Text block:

== Segment start ==

In another embodiment of the present invention, wherein a Pen-Based Recognition of Handwritten Digits data set encompasses handwritten digit samples contributed by 44 diverse writers, presenting both original and normalized versions for comprehensive analysis. Notably, it maintains class balance across the numerical spectrum from 0 to 9, ensuring equitable representation for model training and evaluation. Capturing nuances in writing speed through variable-length inputs, the dataset offers researchers a rich and varied resource to develop and assess robust handwritten digit recognition models. In order to train to classify this data set, the architecture shown in FIG.5 is used. Input is given in the first layer. Layers 2 to 4 extract more variable combinations, when div values are less than the corresponding threshold values, using the DFF method. The fifth layer uses the LDFB method to limit the number of variables. Layer 6 combines the outputs of layer 5 using the RTMC method. Each layer performs based on the AIW method. In order to find the lower limit and upper limit values of the final output, layer 6 is applied to a SALS model.

== Segment end ==

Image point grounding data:
== Segment start ==

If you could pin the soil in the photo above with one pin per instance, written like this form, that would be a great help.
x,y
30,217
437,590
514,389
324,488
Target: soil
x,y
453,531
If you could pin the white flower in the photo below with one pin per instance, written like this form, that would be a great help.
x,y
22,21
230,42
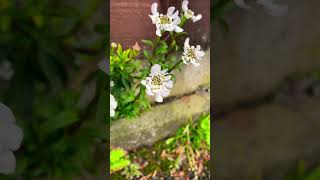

== Segment end ==

Activities:
A – Please explain, from the handwritten digit passage above, why the data set keeps class balance across the digits 0 to 9.
B – List every method that the handwritten digit passage above names with the word "method."
C – In the handwritten digit passage above, how many writers contributed the digit samples?

Expected outputs:
A – The data set keeps class balance across the digits 0 to 9 to ensure equitable representation for model training and evaluation.

B – DFF, LDFB, RTMC, AIW

C – 44 writers